ACTION ITEM -> Would you restate the entries below word for word, leaving out the images?

####

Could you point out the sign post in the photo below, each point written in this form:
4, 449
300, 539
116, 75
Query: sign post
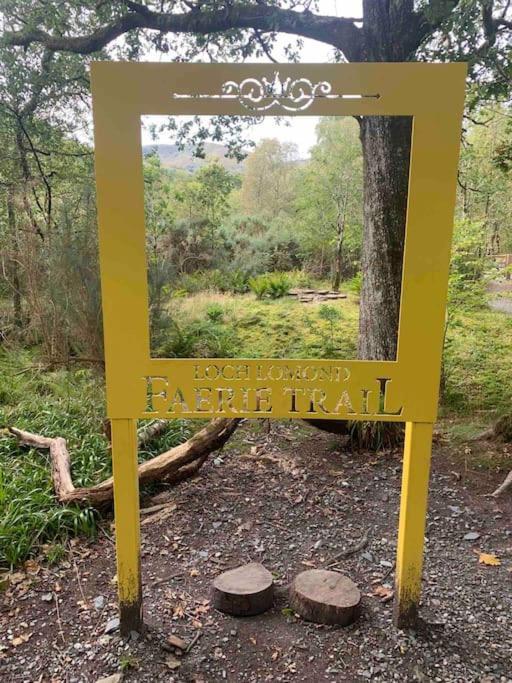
401, 390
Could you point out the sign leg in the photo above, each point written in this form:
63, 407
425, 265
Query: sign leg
411, 529
127, 521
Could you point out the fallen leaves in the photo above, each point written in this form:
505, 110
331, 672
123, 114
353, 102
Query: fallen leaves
384, 593
19, 640
488, 559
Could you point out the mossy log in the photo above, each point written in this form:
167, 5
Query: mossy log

####

RESPONSE ->
Could you point out the sign post in the photo below, each point written in this form:
4, 449
300, 539
116, 75
Query: sign post
401, 390
Could you point out the sign leg in the photo above, each point written in this form:
63, 407
425, 265
Query: sign leg
411, 529
127, 521
Could you point out the fallen leaves in the photo above, each point written in this form:
505, 110
331, 672
123, 114
353, 102
Query: fallen leaves
384, 593
19, 640
488, 559
Could you point out the mossy log in the photo above, each point written in this form:
167, 5
Query: mossy log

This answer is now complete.